- [Text for analysis]:
************

I intend to write about the media circus surrounding this horrible case, including some information about the other witnesses as well as the political background of my tiny nation and the wider Western world.

This entire process has become heavily politicized in the public debate. A couple of days before the trial against Breivik was about to begin, Prime Minister Jens Stoltenberg on the popular talk show Senkveld at Norwegian TV2 stated that he thought the best outcome of the upcoming trial would be for Anders Behring Breivik to be declared sane, though he hastened to add that the court would have to decide this, not him or his government.

Fortunately, this ill-advised remark triggered some negative reactions, and Jens Stoltenberg was soon forced to back paddle on his statements. The well-known lawyer Harald Stabell, who himself belongs to the political Left, considered it unwise and inappropriate for a ruling Prime Minister to interfere in a trial in such a way.

The media pressure on people who are claimed to have "inspired” Breivik has increased substantially, too.  On April 15, the day before the beginning of the trial, journalists Bent Skjærstad and Barbro Eikesdal from the commercial channel TV2 published a photo of the entrance to my old flat in Oslo, suggesting that I was now "in hiding.” I hope this was not an attempt to encourage vigilante justice, but it was certainly a tasteless move.

************

- [Data listing]:
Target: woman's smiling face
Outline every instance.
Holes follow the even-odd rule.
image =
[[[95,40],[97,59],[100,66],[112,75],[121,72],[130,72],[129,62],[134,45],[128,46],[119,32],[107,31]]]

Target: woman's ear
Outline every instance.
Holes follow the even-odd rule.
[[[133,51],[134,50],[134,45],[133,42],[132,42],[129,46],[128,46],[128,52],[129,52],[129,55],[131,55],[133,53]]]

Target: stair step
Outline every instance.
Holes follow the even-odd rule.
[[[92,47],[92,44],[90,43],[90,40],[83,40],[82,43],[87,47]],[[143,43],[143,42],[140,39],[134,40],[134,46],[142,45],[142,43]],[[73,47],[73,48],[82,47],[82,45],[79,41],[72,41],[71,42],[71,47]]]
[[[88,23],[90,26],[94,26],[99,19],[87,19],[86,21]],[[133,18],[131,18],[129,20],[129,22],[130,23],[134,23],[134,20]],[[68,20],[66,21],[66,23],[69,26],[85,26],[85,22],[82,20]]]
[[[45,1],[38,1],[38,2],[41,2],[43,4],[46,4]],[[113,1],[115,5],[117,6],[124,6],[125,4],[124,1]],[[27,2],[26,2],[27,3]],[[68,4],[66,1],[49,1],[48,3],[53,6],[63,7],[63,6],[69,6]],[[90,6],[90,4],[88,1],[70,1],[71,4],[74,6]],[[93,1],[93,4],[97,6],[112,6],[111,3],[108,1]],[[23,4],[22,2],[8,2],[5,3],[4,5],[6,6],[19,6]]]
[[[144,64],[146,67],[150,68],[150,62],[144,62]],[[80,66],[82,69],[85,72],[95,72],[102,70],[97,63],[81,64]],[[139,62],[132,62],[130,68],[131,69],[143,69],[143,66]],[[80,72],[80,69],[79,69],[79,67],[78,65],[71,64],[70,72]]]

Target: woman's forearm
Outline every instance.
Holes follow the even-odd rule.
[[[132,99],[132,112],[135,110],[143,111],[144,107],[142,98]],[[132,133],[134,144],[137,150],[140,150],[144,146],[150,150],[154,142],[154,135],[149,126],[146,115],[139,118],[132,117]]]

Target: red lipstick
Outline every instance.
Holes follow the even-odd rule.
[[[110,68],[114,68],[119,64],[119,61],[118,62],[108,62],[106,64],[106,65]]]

************

- [Instructions]:
1. Answer the following about the passage on the Breivik trial, one line each:
(a) On which talk show did Jens Stoltenberg say that the best outcome would be for Breivik to be declared sane?
(b) Which lawyer criticized that remark?
(c) On what date did the TV2 journalists publish the photo of the entrance to the old flat in Oslo?
2. According to the passage on the Breivik trial, why did Harald Stabell object to Jens Stoltenberg's statement? Answer in one to three sentences.
3. Resume the passage on the Breivik trial after its final sentence, keeping its formal, first-person voice.

- [Exercise answers]:
1.
(a) Senkveld, on Norwegian TV2.
(b) Harald Stabell.
(c) April 15, the day before the trial began.

2. Harald Stabell considered it unwise and inappropriate for a ruling Prime Minister to interfere in a trial by saying what its best outcome would be. The passage notes that Stoltenberg himself conceded that the court, not he or his government, would have to decide the question of Breivik's sanity.

3.
Because of the unprecedented two psychiatric evaluations with contradictory results, determining where insanity stops and evil begins will be the crux of this trial. As the newspaper The Independent commented, "Even Hitler’s henchman Heinrich Himmler is reputed to have been adversely affected after being confronted with the Holocaust in action. But Breivik was shown grinning as he sat in the police car after his arrest. Foreign observers such as Germany’s top criminal psychiatrist Hans-Ludwig Kröber are far from convinced that he is entirely normal, as his defence team claims. ‘That grin as he was being driven away from the scene of the crime, it’s an all too familiar expression among schizophrenics,’ Kröber declared in an interview.”

Defense lawyer Geir Lippestad has melodramatically stated that "I feel I have lost my soul in this case. I hope I get it back afterwards.” A long list of individuals who possess alleged expertise in "political extremism” have been subpoenaed. The Daily Telegraph from Britain commented on the "bizarre array of expert witnesses.”

One of Breivik’s 77 victims was the young man Sverre Flåte Bjørkavåg from Sula, a municipality in the Sunnmøre region that is situated just next to my home town Ålesund.

Sverre’s father Bjarte and his wife are worried that the trial could become a circus and don’t think it will help the grieving process for the victims’ families. In fact they cannot wait to get it all behind them. "There is no need to know why he did it,” said Bjørkavåg. "We know that already – madness. What we do want to get out of this trial is justice.”

Shortly after a newsflash alerted to them to reports of gunfire on Utøya, they received a text message from Sverre. "Shooting here, we are running, hiding on the lakeshore,” it read. Then, 20 minutes later, there was one more text – the last communication they ever had with their son. "Jeg elsker dere,” it said – "I love you all.”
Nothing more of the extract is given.